▶ _Exercise materials_
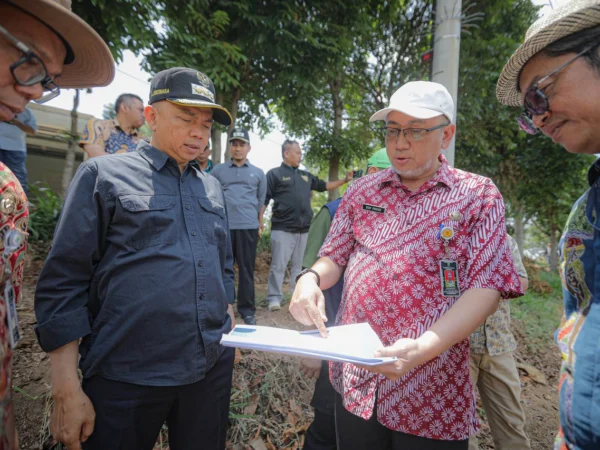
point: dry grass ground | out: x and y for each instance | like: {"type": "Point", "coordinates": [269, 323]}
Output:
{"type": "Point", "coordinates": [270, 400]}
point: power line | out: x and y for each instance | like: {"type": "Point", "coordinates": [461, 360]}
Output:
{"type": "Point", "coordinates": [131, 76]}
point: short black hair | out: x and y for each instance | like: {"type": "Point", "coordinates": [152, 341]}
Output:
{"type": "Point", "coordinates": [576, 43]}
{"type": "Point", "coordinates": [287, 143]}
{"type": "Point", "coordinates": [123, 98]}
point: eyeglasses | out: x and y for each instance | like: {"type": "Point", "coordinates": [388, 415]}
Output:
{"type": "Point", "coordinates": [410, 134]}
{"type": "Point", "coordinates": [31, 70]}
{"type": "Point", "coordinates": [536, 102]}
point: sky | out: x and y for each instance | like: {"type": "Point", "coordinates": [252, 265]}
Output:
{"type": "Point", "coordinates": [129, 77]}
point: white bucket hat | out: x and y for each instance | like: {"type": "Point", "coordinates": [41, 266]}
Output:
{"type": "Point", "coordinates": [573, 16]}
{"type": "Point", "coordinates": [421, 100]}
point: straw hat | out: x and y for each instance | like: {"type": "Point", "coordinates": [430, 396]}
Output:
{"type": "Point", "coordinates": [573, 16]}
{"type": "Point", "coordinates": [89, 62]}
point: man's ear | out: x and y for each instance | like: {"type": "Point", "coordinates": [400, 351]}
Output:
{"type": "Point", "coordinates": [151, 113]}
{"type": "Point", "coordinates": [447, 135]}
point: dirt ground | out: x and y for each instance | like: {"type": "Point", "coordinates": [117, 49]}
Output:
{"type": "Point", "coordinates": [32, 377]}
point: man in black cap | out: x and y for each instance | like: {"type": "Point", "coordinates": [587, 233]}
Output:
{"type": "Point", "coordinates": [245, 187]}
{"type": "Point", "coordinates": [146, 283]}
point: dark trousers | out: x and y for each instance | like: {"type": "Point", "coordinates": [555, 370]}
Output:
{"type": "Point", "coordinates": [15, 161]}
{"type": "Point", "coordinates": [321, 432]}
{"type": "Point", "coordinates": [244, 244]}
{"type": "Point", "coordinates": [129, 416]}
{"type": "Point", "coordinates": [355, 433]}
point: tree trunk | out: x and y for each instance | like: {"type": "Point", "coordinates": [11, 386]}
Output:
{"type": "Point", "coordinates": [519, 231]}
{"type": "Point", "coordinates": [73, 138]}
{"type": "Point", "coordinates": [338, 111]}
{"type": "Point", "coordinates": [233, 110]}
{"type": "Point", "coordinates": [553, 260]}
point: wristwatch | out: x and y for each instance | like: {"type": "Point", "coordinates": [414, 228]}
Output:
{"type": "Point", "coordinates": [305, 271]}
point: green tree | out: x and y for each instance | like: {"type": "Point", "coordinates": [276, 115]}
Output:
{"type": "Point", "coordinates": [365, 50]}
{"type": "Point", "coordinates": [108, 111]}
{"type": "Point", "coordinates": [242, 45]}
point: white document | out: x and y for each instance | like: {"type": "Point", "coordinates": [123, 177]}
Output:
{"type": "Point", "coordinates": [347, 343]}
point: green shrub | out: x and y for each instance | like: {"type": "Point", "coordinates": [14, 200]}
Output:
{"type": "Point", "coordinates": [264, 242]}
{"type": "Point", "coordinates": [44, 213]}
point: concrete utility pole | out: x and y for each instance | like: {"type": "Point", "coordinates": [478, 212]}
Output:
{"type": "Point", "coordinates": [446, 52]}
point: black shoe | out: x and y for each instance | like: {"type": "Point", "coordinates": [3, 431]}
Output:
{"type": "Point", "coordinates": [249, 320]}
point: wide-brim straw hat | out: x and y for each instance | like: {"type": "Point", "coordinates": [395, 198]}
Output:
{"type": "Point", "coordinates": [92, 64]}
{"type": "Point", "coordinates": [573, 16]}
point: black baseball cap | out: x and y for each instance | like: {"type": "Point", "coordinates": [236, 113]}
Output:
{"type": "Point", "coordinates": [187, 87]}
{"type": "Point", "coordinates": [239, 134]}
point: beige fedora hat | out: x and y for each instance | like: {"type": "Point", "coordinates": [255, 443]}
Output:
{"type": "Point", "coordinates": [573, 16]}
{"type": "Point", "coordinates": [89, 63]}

▶ _Task goal_
Your answer should consist only of the lines from the one with "point: concrete utility" through the end of the data above, reproduced exactly.

▶ _Problem solution_
point: concrete utility pole | out: x and y for each instance | like: {"type": "Point", "coordinates": [478, 212]}
Output:
{"type": "Point", "coordinates": [446, 52]}
point: black shoe | out: x and y for each instance | like: {"type": "Point", "coordinates": [3, 431]}
Output:
{"type": "Point", "coordinates": [249, 320]}
point: wide-brim straw hat | out: x and y for each instance | like: {"type": "Point", "coordinates": [395, 198]}
Output:
{"type": "Point", "coordinates": [92, 64]}
{"type": "Point", "coordinates": [573, 16]}
point: black baseball cap | out: x and y for each instance | like: {"type": "Point", "coordinates": [236, 113]}
Output:
{"type": "Point", "coordinates": [187, 87]}
{"type": "Point", "coordinates": [239, 134]}
point: beige fedora hat | out: x and y for each instance | like: {"type": "Point", "coordinates": [255, 443]}
Output:
{"type": "Point", "coordinates": [573, 16]}
{"type": "Point", "coordinates": [89, 63]}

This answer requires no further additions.